- Work to complete: Rewrite the items from the line with "segment side mirror" to the line with "258L420 257L426 257L427" as a two-column CSV with the headers task and answer. Give one row per item, put each field in double quotes, and replace line breaks within a field with spaces.

- Materials provided:
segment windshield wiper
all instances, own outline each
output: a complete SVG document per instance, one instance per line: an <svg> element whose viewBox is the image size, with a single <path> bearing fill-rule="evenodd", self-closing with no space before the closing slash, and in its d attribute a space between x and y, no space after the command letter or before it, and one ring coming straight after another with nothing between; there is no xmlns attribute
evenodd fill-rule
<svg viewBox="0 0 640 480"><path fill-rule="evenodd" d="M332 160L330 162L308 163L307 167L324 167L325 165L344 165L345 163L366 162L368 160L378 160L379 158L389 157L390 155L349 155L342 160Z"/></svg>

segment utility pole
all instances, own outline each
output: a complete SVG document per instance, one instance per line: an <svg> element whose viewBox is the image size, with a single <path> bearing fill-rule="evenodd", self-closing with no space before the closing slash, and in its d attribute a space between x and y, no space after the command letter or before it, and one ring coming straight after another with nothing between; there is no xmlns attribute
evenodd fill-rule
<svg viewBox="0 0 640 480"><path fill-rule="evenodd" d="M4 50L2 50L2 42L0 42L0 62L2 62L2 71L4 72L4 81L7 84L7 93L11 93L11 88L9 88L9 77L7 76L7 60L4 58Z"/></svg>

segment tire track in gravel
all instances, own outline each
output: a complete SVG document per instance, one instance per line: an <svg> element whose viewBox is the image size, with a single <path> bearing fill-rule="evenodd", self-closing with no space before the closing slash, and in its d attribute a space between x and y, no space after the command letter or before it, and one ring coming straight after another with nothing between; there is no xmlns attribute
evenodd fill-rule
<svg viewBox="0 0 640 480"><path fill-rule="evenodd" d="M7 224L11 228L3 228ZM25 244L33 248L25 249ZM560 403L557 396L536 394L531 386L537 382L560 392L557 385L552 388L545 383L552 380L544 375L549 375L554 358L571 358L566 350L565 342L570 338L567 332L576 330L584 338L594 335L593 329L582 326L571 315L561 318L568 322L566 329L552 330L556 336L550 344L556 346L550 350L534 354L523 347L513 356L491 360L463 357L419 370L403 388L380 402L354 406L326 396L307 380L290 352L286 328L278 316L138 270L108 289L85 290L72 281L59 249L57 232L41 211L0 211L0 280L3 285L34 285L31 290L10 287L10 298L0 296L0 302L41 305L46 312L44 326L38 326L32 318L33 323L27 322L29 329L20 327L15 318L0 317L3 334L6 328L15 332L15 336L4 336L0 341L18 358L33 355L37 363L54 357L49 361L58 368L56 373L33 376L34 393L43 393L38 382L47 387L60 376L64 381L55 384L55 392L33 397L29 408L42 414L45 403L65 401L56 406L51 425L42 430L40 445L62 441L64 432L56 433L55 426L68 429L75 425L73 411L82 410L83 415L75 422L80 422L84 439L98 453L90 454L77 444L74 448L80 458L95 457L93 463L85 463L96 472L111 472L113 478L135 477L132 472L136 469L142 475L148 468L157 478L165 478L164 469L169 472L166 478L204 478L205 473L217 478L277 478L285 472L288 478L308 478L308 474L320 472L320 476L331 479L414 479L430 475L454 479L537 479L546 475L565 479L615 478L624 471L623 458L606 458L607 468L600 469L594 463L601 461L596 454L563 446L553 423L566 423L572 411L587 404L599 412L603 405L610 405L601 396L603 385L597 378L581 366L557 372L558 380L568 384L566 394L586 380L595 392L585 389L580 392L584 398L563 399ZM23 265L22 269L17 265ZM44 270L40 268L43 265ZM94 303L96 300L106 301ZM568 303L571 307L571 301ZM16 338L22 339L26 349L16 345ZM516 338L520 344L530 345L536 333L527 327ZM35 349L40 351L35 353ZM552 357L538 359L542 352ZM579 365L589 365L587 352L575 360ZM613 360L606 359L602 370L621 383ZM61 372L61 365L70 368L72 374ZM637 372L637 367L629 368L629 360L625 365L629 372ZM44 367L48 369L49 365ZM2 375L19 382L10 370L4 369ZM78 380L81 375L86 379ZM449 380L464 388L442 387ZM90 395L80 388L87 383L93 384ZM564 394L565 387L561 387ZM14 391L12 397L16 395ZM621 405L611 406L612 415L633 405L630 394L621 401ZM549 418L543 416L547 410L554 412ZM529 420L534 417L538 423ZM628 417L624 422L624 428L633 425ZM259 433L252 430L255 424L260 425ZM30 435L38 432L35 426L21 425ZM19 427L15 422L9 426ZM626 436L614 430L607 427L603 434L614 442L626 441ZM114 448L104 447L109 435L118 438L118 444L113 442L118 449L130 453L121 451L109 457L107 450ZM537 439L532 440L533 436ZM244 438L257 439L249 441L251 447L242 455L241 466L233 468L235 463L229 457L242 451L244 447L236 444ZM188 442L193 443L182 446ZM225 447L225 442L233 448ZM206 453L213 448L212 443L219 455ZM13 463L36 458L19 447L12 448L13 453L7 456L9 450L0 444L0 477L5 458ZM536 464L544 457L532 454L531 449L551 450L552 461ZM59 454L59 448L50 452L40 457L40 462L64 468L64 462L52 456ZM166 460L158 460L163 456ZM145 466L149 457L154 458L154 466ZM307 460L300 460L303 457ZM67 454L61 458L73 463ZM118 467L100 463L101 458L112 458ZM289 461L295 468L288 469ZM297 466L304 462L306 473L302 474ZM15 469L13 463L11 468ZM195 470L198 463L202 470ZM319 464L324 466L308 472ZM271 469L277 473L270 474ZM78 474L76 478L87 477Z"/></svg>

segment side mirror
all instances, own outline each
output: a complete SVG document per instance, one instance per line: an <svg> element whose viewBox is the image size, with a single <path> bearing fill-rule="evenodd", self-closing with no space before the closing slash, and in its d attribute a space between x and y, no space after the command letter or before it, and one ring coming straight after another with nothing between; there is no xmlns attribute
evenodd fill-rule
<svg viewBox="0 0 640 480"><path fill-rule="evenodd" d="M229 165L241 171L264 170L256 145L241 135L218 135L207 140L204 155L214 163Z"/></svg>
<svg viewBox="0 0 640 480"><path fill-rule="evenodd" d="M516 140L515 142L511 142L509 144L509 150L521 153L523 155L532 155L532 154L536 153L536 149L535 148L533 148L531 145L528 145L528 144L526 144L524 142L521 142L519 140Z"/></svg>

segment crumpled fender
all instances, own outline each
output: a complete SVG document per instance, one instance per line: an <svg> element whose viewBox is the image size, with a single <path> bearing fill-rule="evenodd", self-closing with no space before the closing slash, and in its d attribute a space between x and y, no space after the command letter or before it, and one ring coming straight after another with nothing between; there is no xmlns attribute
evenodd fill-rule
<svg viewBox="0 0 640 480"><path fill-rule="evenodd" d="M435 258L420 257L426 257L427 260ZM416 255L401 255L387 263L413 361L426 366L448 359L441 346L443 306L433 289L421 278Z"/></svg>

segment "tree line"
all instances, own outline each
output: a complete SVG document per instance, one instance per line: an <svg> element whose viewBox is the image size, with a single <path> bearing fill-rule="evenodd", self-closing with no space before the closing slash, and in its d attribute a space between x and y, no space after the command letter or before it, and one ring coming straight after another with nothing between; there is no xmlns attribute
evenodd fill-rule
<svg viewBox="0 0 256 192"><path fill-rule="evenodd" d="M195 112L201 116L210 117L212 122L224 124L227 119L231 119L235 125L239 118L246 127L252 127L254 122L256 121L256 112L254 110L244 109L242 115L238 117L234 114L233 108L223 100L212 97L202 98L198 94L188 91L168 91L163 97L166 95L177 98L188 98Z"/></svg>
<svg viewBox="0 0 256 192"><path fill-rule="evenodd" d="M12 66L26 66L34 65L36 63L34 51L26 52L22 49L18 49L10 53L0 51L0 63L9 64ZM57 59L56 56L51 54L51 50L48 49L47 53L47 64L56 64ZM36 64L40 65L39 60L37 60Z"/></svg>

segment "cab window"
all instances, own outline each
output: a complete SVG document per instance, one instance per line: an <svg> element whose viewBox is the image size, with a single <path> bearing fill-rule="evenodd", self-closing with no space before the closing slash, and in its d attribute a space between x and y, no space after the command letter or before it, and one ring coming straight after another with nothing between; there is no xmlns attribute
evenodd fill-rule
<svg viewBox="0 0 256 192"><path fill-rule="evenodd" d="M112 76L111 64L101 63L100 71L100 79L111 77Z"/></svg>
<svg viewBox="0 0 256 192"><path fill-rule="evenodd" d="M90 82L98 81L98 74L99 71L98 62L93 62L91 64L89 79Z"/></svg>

- The output:
task,answer
"segment side mirror all instances, own outline each output: a complete SVG document per instance, one instance per line: an <svg> element whose viewBox is the image size, with a single <path> bearing fill-rule=""evenodd"", self-closing with no space before the closing slash, and in its d attribute a space between x and y, no space after the command letter or before it, and one ring coming straight after another with nothing between; there is no xmlns attribute evenodd fill-rule","<svg viewBox=""0 0 640 480""><path fill-rule=""evenodd"" d=""M229 165L241 171L264 170L256 145L241 135L218 135L207 140L204 155L214 163Z""/></svg> <svg viewBox=""0 0 640 480""><path fill-rule=""evenodd"" d=""M516 140L515 142L511 142L509 144L509 150L521 153L523 155L532 155L532 154L536 153L536 149L535 148L533 148L531 145L528 145L528 144L526 144L524 142L521 142L519 140Z""/></svg>"
"segment crumpled fender all instances, own outline each output: a complete SVG document per instance, one instance per line: an <svg> element whose viewBox is the image size, with a single <path> bearing fill-rule=""evenodd"", self-closing with no space before the closing slash, and in its d attribute a space between x and y, no space after the command letter or before it, and one ring coming straight after another with nothing between; there is no xmlns attribute evenodd fill-rule","<svg viewBox=""0 0 640 480""><path fill-rule=""evenodd"" d=""M435 258L420 257L426 257L427 260ZM416 255L401 255L387 263L413 361L426 366L448 359L441 346L443 306L433 289L421 278Z""/></svg>"